- Stated problem
Please output, unchanged, the lines of the items below from the line with "Where can you find the red" to the line with "point(45, 142)", including both of those lines and nothing else.

- - -

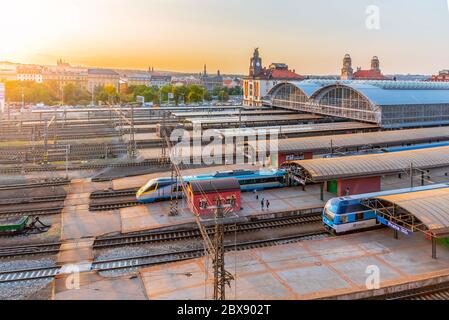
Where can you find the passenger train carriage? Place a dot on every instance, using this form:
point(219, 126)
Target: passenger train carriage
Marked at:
point(250, 180)
point(348, 214)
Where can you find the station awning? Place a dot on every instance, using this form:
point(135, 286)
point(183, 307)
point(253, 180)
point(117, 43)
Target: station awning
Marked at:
point(425, 211)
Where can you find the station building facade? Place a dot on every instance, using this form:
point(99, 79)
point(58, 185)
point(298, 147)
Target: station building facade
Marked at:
point(261, 80)
point(390, 104)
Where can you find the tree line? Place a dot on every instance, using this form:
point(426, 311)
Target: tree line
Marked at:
point(50, 93)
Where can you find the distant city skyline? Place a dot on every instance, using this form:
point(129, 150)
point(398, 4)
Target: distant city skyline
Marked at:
point(183, 35)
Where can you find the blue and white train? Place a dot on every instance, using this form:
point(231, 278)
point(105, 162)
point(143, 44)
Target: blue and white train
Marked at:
point(348, 214)
point(389, 149)
point(250, 180)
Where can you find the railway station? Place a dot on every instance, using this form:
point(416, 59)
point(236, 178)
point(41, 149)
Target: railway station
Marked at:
point(92, 214)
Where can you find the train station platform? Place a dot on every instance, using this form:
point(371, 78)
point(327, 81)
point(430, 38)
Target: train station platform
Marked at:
point(157, 215)
point(331, 268)
point(95, 287)
point(77, 221)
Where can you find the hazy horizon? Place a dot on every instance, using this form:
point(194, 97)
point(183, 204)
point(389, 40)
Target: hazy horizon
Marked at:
point(183, 35)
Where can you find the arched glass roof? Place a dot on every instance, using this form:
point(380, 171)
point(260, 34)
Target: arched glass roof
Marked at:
point(381, 92)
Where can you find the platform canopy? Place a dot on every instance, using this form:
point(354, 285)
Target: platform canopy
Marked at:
point(369, 140)
point(326, 169)
point(426, 211)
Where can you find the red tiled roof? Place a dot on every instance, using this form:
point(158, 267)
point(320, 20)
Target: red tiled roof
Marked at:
point(279, 74)
point(369, 75)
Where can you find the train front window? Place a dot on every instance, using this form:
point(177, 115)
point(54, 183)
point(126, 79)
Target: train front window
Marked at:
point(328, 213)
point(152, 187)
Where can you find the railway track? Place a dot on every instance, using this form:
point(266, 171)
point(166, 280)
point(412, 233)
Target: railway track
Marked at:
point(148, 260)
point(433, 292)
point(111, 200)
point(31, 212)
point(48, 183)
point(7, 252)
point(157, 237)
point(163, 163)
point(18, 201)
point(154, 237)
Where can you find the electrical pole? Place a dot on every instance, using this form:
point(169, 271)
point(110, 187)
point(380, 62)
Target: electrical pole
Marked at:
point(132, 136)
point(67, 149)
point(216, 247)
point(218, 262)
point(45, 142)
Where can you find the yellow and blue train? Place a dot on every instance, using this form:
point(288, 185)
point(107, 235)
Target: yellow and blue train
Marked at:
point(249, 180)
point(348, 214)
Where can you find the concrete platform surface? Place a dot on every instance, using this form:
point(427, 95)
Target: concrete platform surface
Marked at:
point(306, 270)
point(77, 221)
point(156, 215)
point(91, 286)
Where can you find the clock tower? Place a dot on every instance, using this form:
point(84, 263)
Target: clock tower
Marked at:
point(255, 66)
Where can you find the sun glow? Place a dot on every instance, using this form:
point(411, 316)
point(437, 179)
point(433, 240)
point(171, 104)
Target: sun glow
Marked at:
point(26, 27)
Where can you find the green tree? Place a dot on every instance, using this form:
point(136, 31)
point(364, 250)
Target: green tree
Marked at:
point(180, 93)
point(75, 94)
point(107, 94)
point(165, 90)
point(223, 95)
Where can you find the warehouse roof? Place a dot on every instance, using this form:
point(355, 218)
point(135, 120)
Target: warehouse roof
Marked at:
point(431, 207)
point(380, 138)
point(372, 165)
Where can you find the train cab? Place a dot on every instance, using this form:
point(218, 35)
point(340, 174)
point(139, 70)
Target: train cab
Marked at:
point(157, 189)
point(346, 214)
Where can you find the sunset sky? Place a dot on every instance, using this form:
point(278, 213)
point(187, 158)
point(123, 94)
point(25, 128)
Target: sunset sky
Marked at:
point(181, 35)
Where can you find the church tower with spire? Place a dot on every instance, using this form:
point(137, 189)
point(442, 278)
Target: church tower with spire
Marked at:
point(255, 66)
point(347, 72)
point(375, 64)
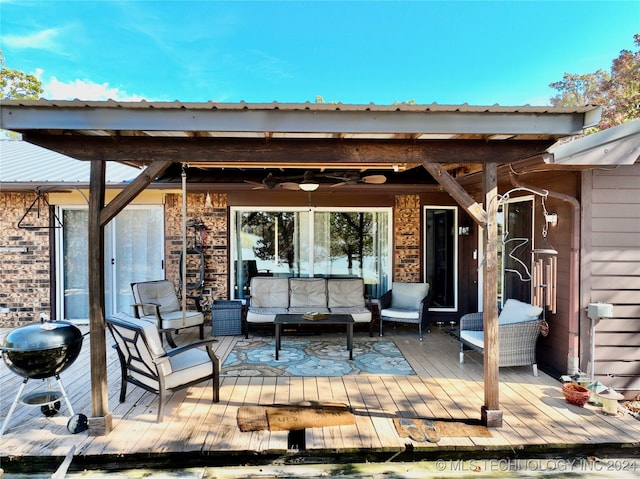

- - -

- Finished exercise
Where can you find the red tiled roof? Place a dot on every instance, using this form:
point(158, 267)
point(320, 20)
Target: red tiled roof
Marked at:
point(279, 74)
point(369, 75)
Where can you find the train front window? Place a dot on every instance, using this form:
point(177, 115)
point(54, 183)
point(126, 79)
Target: train front window
Marked at:
point(328, 213)
point(152, 187)
Where can you find the railway track? Place a dot on every instance, using this form:
point(266, 171)
point(166, 280)
point(412, 233)
Target: railway track
Marked at:
point(148, 260)
point(433, 292)
point(111, 200)
point(31, 212)
point(48, 183)
point(7, 252)
point(157, 237)
point(163, 163)
point(18, 201)
point(154, 237)
Where can you find the electrical pole? Place a dot on every instance, using this form:
point(169, 271)
point(110, 187)
point(380, 62)
Target: electrical pole
Marked at:
point(132, 136)
point(67, 149)
point(216, 247)
point(218, 262)
point(45, 142)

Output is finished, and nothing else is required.